DIRECTION A: Select and copy every line in the entries that contains the string "dirt".

ARTICLE:
========================================
[ python-Bugs-1636950 ] Newline skipped in "for line in file"

Wed Jun 27 12:00:22 CEST 2007

Bugs item #1636950, was opened at 2007-01-16 17:56
Message generated for change (Comment added) made by runedevik
You can respond by visiting: 
https://sourceforge.net/tracker/?func=detail&atid=105470&aid=1636950&group_id=5470

Please note that this message will contain a full copy of the comment thread,
including the initial issue submission, for this request,
not just the latest update.
Category: Python Library
Group: Python 2.5
Status: Closed
Resolution: Invalid
Priority: 5
Private: No
Submitted By: Andy Monthei (amonthei)
Assigned to: Nobody/Anonymous (nobody)
Summary: Newline skipped in "for line in file"

Initial Comment:
When processing huge fixed block files of about 7000 bytes wide and several hundred thousand lines long some pairs of lines get read as one long line with no line break when using "for line in file:".  The problem is even worse when using the fileinput module and reading in five or six huge files consisting of 4.8 million records causes several hundred pairs of lines to be read as single lines. When a newline is skipped it is usually followed by several more in the next few hundred lines. I have not noticed any other characters being skipped, only the line break.

O.S. Windows (5, 1, 2600, 2, 'Service Pack 2')
Python 2.5

----------------------------------------------------------------------

Comment By: Rune Devik (runedevik)
Date: 2007-06-27 12:00

Message:
Logged In: YES 
user_id=1212666
Originator: NO

Hi

I have the same problem with a huge file (8GB) containing long lines.
Sometimes two lines are merged into one and rerunning the test script that
reads the file it's always the same lines that are merged. Also the merging
happens more frequently towards the end of the file it seems. I tried to
reproduce with a smaller data set (10 lines before the two lines that get
merged, the two lines that gets merged and the 10 lines after that) but I
was not able to reproduce on this smaller data set. However if you open
this huge file in "rb" mode instead of "r" mode everything works as it
should and no lines are merged at all! If I copy the file over to linux and
rerun the test script no lines are merged (regardless if mode is "r" or
"rb") so this is windows specific and might have something todo with the
adding of \r\n if only \n is found when you open the file in "r" mode
maybe? Also I have reproduced it on both python 2.3.5 and 2.5c1 on both
windows XP and windows 2003.
========================================
DIRECTION B: Reproduce word for word the stretch of the bug report from "Assigned to: Nobody/Anonymous" through "Rune Devik (runedevik)".

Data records
========================================
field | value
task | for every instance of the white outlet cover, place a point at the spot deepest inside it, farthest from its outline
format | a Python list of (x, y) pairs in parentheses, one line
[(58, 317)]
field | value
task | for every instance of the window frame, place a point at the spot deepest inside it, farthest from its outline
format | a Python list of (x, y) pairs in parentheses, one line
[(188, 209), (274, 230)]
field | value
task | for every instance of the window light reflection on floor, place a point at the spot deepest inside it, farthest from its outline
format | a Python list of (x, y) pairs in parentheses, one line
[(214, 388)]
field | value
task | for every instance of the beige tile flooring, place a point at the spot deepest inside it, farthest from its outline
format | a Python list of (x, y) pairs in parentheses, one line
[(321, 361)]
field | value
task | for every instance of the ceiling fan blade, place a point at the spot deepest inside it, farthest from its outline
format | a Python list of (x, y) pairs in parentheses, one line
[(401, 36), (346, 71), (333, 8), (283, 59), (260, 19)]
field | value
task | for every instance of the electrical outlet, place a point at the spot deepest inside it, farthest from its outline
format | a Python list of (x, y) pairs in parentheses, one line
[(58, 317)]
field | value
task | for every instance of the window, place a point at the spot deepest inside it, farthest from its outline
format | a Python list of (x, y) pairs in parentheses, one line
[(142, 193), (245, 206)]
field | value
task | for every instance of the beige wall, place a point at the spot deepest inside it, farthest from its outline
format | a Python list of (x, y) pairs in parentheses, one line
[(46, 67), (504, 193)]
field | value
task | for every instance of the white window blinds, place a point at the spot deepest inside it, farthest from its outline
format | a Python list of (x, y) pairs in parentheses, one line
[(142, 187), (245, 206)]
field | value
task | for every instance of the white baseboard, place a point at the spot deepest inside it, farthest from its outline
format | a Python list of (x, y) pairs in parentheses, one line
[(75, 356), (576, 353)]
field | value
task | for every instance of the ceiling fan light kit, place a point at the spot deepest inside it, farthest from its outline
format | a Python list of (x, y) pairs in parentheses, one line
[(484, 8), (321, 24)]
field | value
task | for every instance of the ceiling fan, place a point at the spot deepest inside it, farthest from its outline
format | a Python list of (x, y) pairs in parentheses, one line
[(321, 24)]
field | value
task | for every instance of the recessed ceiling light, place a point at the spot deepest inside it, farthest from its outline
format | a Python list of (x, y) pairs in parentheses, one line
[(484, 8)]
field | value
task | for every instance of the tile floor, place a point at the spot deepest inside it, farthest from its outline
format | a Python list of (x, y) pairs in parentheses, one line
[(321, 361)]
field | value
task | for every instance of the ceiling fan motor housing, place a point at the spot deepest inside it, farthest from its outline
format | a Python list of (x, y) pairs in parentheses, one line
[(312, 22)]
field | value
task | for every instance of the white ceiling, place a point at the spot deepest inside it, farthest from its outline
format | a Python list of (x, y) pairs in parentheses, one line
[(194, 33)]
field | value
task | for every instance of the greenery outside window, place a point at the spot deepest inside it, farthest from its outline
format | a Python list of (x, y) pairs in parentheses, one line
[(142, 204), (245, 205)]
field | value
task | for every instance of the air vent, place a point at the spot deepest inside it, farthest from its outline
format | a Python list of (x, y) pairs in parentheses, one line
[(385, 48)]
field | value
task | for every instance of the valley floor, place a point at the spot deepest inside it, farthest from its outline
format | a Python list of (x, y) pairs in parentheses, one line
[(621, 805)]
========================================
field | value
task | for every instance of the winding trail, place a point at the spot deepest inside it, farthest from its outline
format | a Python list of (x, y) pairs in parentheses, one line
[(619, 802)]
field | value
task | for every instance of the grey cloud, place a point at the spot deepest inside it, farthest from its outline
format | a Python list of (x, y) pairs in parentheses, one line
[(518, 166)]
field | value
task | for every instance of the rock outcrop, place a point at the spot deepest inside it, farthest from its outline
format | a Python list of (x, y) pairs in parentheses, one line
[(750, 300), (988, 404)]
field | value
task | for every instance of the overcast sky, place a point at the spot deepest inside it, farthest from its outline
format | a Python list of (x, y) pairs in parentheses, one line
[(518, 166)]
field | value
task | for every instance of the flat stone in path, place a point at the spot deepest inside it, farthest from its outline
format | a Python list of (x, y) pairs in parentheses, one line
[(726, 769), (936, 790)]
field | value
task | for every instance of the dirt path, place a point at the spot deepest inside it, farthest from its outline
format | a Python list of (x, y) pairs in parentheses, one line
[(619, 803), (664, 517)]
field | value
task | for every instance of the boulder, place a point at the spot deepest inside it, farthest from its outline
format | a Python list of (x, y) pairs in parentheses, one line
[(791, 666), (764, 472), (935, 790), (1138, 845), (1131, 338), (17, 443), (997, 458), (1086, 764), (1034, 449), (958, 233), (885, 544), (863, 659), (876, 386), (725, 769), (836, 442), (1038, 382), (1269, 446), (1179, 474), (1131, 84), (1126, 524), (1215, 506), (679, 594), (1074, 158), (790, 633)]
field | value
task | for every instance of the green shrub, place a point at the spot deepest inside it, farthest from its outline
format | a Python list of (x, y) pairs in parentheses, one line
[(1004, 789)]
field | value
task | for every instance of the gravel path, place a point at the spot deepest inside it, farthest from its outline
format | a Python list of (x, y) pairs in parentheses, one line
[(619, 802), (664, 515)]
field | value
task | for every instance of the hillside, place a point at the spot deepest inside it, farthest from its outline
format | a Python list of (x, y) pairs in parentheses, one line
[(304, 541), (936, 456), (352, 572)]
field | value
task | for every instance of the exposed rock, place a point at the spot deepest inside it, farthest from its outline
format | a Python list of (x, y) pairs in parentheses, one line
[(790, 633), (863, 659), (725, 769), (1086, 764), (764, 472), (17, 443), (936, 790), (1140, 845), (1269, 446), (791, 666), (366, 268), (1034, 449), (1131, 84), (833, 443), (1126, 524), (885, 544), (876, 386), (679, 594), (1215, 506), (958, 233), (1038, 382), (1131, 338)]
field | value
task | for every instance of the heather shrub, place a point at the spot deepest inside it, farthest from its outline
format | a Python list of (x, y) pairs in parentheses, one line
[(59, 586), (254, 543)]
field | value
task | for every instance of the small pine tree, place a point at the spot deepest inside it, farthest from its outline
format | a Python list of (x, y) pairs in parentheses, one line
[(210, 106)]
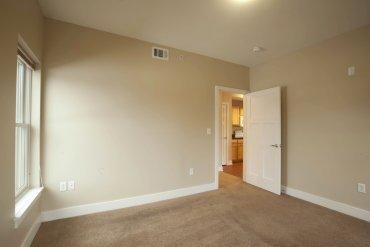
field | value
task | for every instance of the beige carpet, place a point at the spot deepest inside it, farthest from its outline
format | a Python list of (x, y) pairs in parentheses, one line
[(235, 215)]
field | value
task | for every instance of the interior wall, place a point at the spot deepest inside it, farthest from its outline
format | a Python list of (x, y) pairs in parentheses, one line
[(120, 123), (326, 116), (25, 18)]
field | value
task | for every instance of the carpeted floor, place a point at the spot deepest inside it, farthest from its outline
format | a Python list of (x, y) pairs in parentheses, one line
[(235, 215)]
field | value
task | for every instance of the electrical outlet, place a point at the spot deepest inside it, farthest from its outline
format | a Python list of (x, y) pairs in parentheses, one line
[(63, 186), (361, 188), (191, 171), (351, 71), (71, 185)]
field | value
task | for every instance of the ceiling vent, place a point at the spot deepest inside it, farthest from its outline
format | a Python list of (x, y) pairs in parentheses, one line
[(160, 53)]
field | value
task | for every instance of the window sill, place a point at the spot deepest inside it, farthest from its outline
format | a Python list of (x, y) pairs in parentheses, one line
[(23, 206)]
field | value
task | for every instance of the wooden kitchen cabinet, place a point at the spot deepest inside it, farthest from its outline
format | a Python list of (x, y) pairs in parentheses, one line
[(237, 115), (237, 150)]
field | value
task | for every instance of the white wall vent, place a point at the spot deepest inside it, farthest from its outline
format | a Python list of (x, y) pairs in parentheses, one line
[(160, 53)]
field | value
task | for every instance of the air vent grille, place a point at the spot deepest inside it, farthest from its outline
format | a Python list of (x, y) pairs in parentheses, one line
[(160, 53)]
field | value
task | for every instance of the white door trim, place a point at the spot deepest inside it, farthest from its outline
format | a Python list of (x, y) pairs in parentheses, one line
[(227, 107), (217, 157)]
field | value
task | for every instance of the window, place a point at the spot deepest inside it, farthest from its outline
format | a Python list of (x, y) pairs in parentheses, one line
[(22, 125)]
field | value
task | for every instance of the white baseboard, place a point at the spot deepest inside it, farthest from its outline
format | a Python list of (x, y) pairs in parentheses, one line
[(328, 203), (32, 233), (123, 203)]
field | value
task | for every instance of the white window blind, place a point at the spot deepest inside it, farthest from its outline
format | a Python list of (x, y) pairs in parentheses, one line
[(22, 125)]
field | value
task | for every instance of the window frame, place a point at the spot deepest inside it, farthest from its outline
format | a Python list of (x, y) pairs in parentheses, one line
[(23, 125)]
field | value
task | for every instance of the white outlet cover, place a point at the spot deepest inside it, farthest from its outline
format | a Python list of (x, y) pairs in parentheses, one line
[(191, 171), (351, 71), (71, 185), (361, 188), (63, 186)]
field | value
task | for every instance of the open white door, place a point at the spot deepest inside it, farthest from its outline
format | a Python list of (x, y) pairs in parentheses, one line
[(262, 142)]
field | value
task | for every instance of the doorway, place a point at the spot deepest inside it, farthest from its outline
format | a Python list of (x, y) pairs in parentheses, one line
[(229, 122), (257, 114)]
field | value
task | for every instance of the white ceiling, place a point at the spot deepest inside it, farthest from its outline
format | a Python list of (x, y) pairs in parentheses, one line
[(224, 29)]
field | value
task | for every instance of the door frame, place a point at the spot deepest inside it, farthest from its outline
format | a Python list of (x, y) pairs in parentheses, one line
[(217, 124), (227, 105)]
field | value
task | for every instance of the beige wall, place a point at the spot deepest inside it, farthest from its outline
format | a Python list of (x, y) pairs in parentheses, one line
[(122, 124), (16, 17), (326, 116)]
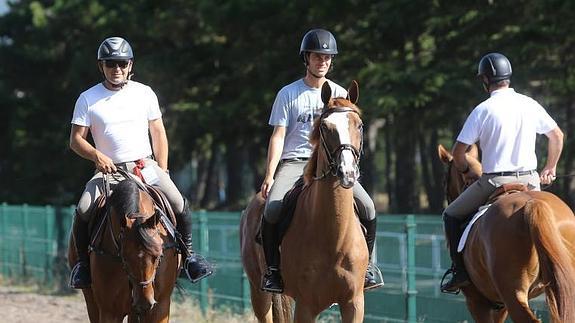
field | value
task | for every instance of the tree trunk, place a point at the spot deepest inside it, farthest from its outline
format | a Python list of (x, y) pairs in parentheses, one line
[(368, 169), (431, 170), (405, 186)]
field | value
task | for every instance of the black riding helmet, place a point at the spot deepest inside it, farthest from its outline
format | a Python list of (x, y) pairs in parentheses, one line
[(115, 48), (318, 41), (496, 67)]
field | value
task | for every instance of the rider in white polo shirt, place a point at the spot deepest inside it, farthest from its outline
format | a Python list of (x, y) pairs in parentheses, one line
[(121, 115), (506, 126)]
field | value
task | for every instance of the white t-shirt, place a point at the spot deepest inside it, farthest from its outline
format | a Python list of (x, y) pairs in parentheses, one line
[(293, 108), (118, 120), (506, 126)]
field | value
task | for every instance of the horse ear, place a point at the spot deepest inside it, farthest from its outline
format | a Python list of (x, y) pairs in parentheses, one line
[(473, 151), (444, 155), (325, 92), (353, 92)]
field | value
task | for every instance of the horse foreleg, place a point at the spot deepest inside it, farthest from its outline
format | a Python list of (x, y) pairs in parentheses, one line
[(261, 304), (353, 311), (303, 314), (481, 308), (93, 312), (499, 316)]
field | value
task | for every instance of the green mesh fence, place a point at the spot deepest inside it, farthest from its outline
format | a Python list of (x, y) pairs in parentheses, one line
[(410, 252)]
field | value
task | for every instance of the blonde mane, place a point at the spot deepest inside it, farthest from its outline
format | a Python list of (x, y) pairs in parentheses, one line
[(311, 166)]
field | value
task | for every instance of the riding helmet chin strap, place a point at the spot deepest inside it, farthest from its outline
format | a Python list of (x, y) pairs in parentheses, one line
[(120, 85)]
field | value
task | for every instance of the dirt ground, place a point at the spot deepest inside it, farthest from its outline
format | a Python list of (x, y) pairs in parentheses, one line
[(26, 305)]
========================================
RIGHT ANSWER A:
task | for every instance of the dirt path, place a point at the spot deepest inside it, farthest from its outline
task | for every instance of the dirt ground, place a point at the spot deepest inside it, farthest from its outline

RIGHT ANSWER B:
Assigned to: Nobody/Anonymous (nobody)
Summary: Newline skipped in "for line in file"

Initial Comment:
When processing huge fixed block files of about 7000 bytes wide and several hundred thousand lines long some pairs of lines get read as one long line with no line break when using "for line in file:".  The problem is even worse when using the fileinput module and reading in five or six huge files consisting of 4.8 million records causes several hundred pairs of lines to be read as single lines. When a newline is skipped it is usually followed by several more in the next few hundred lines. I have not noticed any other characters being skipped, only the line break.

O.S. Windows (5, 1, 2600, 2, 'Service Pack 2')
Python 2.5

----------------------------------------------------------------------

Comment By: Rune Devik (runedevik)